Given records:

________________________________________

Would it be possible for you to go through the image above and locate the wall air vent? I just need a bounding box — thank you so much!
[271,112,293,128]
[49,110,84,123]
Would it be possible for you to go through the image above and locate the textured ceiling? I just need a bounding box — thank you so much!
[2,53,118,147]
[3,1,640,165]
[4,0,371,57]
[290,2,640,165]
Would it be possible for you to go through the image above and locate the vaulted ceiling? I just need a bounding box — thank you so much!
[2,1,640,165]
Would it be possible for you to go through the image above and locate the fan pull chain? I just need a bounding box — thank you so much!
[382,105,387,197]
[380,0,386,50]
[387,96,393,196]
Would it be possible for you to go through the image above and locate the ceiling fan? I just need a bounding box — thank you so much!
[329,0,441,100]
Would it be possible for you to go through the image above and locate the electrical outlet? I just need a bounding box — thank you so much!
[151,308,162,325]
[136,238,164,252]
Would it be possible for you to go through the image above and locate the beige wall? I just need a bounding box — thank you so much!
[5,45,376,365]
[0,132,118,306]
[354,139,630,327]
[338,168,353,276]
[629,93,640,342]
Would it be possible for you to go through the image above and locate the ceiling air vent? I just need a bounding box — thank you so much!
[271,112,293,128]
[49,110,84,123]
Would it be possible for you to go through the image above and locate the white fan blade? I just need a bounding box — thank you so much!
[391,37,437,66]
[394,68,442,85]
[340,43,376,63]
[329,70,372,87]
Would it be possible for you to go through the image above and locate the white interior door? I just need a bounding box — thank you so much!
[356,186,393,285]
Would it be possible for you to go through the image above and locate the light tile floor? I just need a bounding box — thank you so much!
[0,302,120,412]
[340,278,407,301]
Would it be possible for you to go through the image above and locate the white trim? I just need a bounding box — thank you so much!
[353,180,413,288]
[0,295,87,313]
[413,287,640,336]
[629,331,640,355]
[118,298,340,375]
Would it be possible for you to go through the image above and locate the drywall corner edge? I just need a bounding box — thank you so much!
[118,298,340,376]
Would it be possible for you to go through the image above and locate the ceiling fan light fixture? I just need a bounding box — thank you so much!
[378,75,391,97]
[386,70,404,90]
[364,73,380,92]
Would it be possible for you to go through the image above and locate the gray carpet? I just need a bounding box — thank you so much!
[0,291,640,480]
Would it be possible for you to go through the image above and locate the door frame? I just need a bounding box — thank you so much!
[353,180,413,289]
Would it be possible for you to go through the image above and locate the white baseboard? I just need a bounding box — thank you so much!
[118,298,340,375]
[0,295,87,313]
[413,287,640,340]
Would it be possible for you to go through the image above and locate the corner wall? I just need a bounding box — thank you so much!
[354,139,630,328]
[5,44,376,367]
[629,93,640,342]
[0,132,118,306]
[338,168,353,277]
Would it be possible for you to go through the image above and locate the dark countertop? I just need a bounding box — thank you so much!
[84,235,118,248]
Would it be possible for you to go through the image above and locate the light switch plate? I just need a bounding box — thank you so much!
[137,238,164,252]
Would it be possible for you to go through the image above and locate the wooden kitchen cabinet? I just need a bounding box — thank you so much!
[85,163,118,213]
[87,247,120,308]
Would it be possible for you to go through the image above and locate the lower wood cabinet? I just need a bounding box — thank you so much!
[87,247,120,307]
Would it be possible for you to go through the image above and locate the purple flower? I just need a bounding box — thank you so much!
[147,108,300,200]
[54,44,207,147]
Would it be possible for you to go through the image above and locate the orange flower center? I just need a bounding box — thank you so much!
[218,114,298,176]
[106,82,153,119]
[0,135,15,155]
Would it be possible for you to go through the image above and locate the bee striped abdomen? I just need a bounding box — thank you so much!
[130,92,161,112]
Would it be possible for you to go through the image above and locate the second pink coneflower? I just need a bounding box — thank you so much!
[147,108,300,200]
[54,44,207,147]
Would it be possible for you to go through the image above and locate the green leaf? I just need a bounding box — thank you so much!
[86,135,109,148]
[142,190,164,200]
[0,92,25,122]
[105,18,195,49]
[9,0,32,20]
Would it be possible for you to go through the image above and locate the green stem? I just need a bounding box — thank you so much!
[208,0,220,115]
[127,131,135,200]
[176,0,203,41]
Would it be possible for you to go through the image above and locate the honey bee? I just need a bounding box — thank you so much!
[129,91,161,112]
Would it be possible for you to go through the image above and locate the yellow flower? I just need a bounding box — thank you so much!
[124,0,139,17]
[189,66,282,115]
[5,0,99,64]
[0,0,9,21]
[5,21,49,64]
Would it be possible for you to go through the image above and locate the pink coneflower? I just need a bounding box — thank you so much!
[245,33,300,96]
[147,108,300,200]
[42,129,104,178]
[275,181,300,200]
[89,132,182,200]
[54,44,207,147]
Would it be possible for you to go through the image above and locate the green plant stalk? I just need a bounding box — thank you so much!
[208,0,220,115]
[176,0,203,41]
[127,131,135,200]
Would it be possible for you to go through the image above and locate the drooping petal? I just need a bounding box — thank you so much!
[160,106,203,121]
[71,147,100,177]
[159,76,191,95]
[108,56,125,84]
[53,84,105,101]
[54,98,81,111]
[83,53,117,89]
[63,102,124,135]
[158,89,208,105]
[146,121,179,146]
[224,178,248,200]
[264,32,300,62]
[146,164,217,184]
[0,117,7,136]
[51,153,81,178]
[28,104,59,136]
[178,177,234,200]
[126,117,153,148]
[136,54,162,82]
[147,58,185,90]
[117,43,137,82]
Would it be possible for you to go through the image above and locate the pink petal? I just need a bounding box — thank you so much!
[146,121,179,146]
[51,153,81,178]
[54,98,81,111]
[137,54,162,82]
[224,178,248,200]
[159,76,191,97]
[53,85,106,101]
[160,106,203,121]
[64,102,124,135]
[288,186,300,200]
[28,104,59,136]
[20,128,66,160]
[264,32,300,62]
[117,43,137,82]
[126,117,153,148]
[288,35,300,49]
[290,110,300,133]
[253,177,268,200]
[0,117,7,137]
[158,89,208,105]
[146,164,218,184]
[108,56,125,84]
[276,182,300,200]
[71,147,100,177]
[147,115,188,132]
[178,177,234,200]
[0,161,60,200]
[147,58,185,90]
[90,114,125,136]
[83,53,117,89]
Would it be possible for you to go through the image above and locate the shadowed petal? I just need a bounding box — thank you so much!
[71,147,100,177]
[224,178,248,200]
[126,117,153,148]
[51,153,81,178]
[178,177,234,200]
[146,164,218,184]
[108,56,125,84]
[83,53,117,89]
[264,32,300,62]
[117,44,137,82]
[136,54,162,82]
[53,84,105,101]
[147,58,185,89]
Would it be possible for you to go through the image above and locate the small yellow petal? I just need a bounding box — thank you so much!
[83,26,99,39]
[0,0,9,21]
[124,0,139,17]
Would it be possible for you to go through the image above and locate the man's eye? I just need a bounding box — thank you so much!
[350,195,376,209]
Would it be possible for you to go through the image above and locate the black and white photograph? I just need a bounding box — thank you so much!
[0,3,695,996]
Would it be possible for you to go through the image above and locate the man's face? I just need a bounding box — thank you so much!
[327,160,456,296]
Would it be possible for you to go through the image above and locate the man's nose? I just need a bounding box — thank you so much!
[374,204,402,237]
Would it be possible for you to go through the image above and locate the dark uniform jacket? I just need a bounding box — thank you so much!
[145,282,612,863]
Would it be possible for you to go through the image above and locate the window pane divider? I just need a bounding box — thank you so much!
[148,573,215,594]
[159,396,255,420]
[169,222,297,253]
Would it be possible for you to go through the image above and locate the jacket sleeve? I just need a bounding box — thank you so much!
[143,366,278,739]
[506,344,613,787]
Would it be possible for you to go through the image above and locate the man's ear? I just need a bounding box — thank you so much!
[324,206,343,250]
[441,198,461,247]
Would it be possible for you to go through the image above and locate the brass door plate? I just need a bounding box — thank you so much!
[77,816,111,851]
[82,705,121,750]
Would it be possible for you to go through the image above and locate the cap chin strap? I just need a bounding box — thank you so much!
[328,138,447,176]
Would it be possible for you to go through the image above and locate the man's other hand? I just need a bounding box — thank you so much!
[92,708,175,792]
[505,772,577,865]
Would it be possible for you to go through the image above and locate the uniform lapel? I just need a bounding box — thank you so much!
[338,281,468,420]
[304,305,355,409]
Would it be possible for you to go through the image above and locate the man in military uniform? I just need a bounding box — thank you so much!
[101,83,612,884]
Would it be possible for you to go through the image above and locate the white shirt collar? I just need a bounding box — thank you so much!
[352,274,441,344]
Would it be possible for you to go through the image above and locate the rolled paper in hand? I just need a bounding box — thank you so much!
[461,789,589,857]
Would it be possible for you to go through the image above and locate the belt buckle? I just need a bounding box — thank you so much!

________________________________________

What is asked: Rewrite the listing from the line with "the ceiling air" up to and including the line with "[0,291,640,480]", changing "gray carpet" to "gray rug" and leaving everything else the same.

Exercise answer:
Would it be possible for you to go through the image above and locate the ceiling air vent? I just need a bounding box — thank you so much!
[271,112,293,128]
[49,110,84,123]
Would it be possible for you to go through the image above and locate the white fan blade? I just need a bounding box — thank you so much!
[391,37,437,66]
[394,68,442,85]
[340,43,376,63]
[329,70,372,87]
Would it be possible for you to go through the image above and locate the white interior door? I just need a bounding box — thank you so much!
[356,186,393,285]
Would it be possible for you to go through the image above and locate the light tile floor? I just need a bounding box — thank you so much!
[0,302,120,412]
[340,278,407,301]
Would it be possible for you to go through the image above and locate the white trim? I just need a bounding box — thank you so much!
[353,180,413,288]
[0,295,87,313]
[413,287,640,336]
[629,331,640,355]
[118,298,340,375]
Would it be possible for you to go through the image above and locate the drywall corner edge? I just need a bounding box — thank you so much!
[118,298,340,376]
Would it be possible for you to go through the image above and locate the ceiling fan light fixture? I just need a bounding box — thank you so much!
[378,75,391,97]
[386,70,404,90]
[364,73,380,92]
Would it be possible for you to go through the image above and locate the gray rug? I just need a bounding box — thank you so much!
[0,291,640,480]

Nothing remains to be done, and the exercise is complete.